**TEXT BLOCK**.
━━━━━━━━━━━━━━━━━━━━━━━━━━━━━━
- Regular Edition cover

Single by Kyary Pamyu Pamyu

from the album Pamyu Pamyu Revolution
- B-side: "Kyary ANAN"
- Released: December 7, 2011 (Download) January 11, 2012 (CD)
- Recorded: 2011
- Genre: J-pop
- Length: 4:37
- Label: Unborde
- Songwriter: Yasutaka Nakata
- Producer: Yasutaka Nakata

Kyary Pamyu Pamyu singles chronology
| "Jelly" (2011) | "Tsukematsukeru" (2011) | "Candy Candy" (2012) |

= Tsukematsukeru =

"Tsukematsukeru" (つけまつける) is a song by Japanese recording artist Kyary Pamyu Pamyu, from her debut studio album Pamyu Pamyu Revolution. The lyrics are about a girl putting on her false eyelashes. The song is described as "an ambitious track" that is "bursting with Kyary's individuality". The single was digitally released on December 7, 2011, and then physically on January 11, 2012. The physical single was released in two editions: a limited edition containing a photobook and a CD-only regular edition. A limited edition 7" single was released exclusively to DJs on 17 July 2013 with the extended mix of "Tsukematsukeru" as the A-side and the extended mix of "Mina No Uta" as the B-side.
━━━━━━━━━━━━━━━━━━━━━━━━━━━━━━
**WRITTEN TASKS**.
(1) List every single named in the singles chronology of the Tsukematsukeru text.
(2) According to the Tsukematsukeru text, what are the song's lyrics about?
(3) Reproduce the passage of the Tsukematsukeru text starting at "- Regular Edition" and ending at "11, 2012 (CD)".

**DATA**.
━━━━━━━━━━━━━━━━━━━━━━━━━━━━━━
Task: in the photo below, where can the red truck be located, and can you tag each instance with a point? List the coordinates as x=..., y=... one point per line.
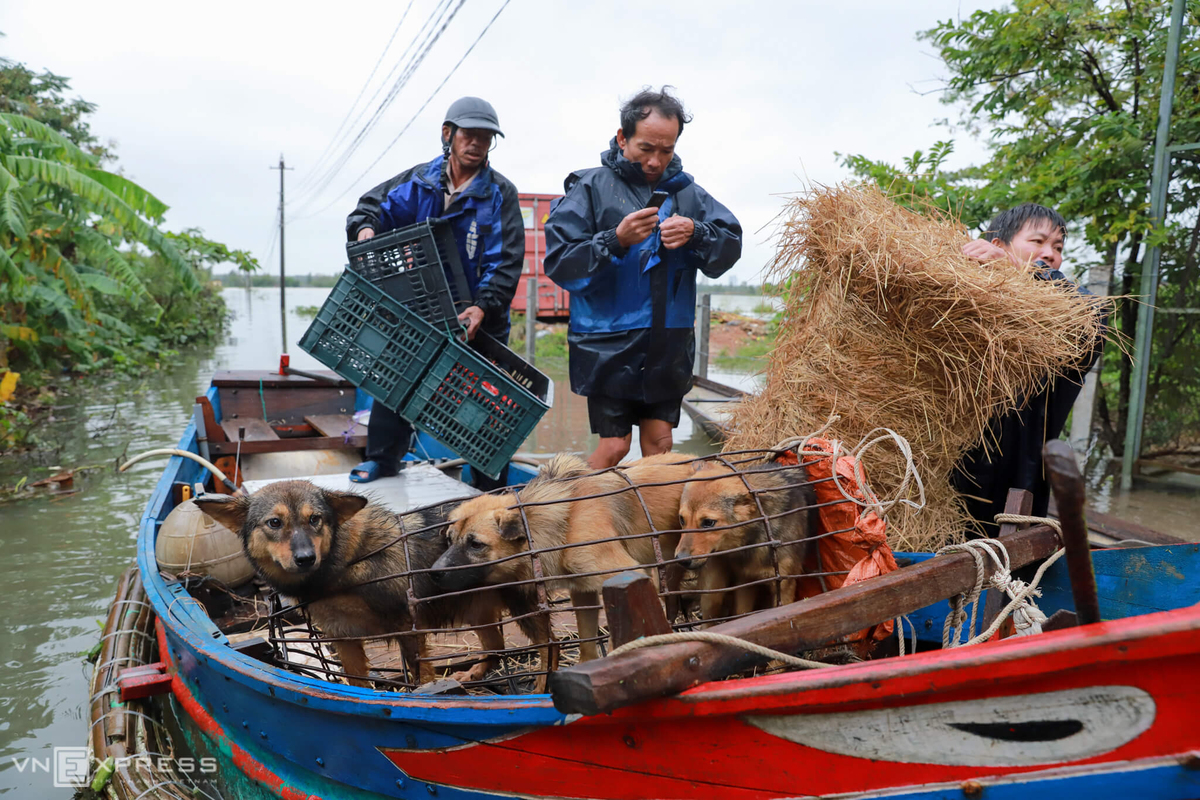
x=553, y=304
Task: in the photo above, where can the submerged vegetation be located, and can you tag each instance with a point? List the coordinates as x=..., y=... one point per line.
━━━━━━━━━━━━━━━━━━━━━━━━━━━━━━
**REPLIES**.
(1) "Jelly" (2011), "Tsukematsukeru" (2011), "Candy Candy" (2012)

(2) A girl putting on her false eyelashes.

(3)
- Regular Edition cover

Single by Kyary Pamyu Pamyu

from the album Pamyu Pamyu Revolution
- B-side: "Kyary ANAN"
- Released: December 7, 2011 (Download) January 11, 2012 (CD)